• **PROBLEM TO WORK ON**
Please copy the records below word for word, from the line with "Pick out each instance of the horse feathered" up to and including the line with "x=301 y=316". Leave the pictures out of your copy.

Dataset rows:
- - - -

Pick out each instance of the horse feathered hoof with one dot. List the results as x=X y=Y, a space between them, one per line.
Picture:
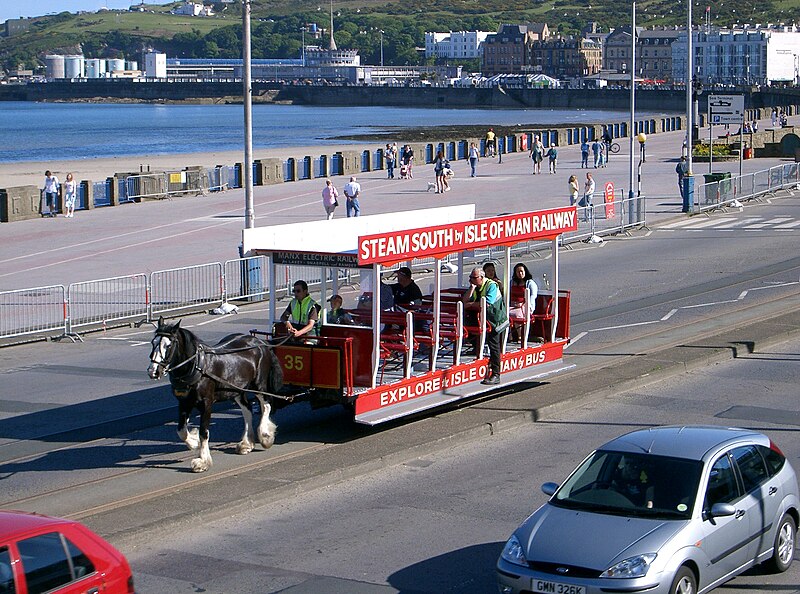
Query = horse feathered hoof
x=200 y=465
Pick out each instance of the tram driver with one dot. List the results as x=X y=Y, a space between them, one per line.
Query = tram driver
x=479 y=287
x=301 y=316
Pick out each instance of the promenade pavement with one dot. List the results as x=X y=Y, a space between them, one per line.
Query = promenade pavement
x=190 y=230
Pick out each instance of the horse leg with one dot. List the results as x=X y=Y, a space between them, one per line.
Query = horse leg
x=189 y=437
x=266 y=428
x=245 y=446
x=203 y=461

- - - -

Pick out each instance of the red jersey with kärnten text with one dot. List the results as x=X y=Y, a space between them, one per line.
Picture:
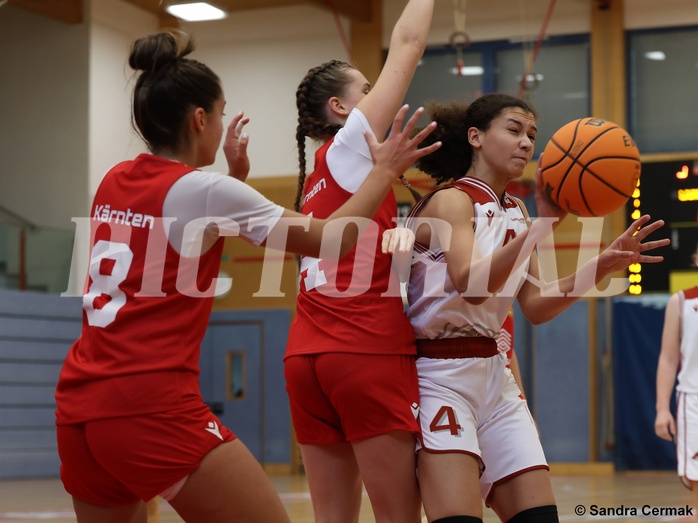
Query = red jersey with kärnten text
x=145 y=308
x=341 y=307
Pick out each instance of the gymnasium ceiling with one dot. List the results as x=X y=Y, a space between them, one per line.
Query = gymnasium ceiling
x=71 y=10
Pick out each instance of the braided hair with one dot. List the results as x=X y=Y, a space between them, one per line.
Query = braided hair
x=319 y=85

- - - -

• **EXPECTED ANSWER**
Pick out each instance of the horse feathered hoof with one dot. List the results as x=X y=Y, a space between them, one per line.
Picture:
Query = horse feathered hoof
x=200 y=465
Pick out each instance of the tram driver with one dot. List the results as x=X y=Y, a space between them, one per line.
Query = tram driver
x=479 y=287
x=301 y=316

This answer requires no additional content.